What is being asked:
Images are to be dropped, and the rest of the data reproduced exactly.

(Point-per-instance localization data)
------------------------------------------------------------------------
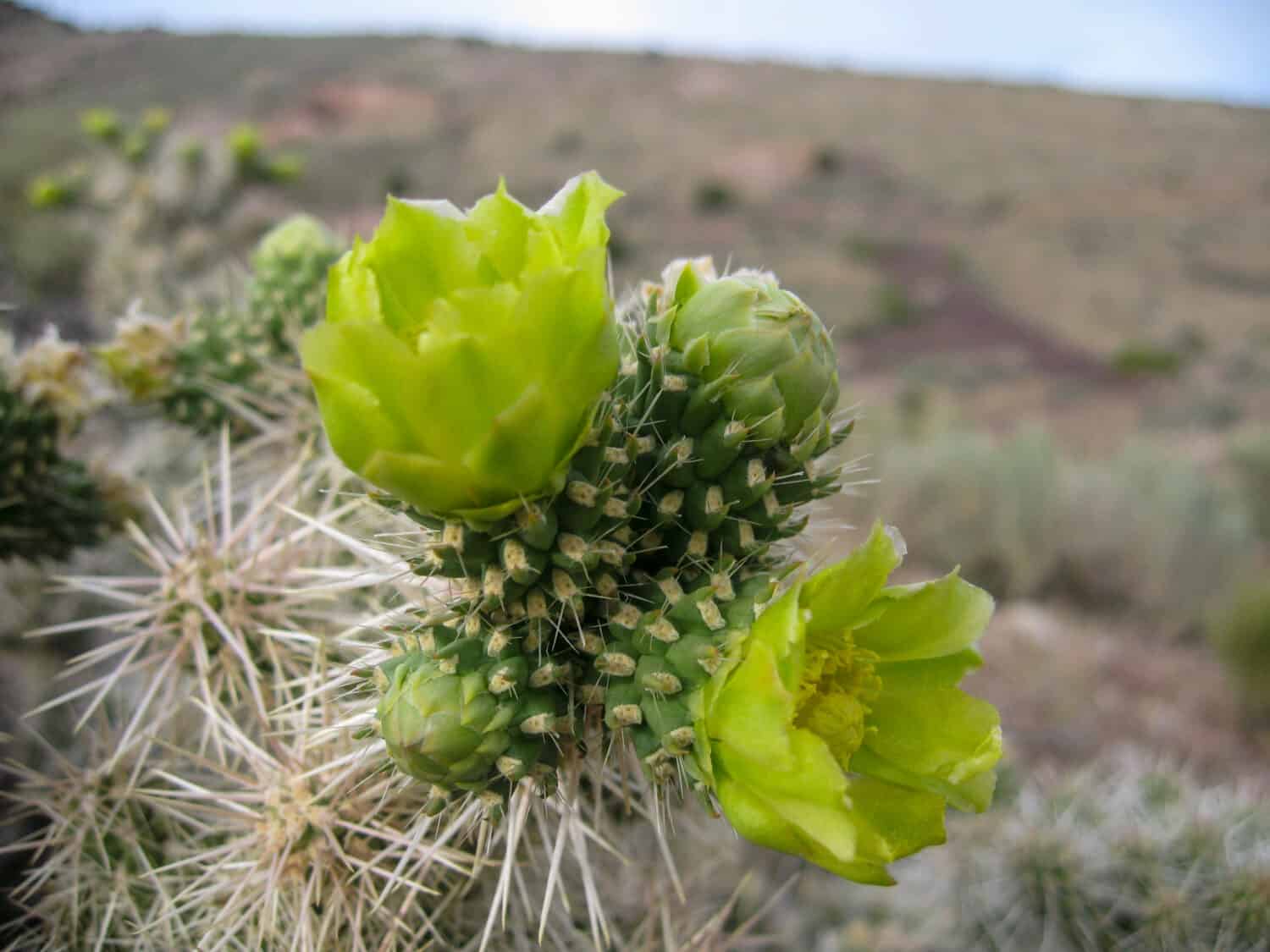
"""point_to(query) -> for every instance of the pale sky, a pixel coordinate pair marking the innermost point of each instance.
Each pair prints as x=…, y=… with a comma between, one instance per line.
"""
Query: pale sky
x=1214, y=50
------------------------------------------------------------------------
Exercise answer:
"""point_to(query) -> for every instance of the pale sky, a pixel coordinate pair marking the innermost point of each instance.
Each pair prints as x=…, y=… with a comma between, one instance per line.
"""
Query: pale sky
x=1214, y=50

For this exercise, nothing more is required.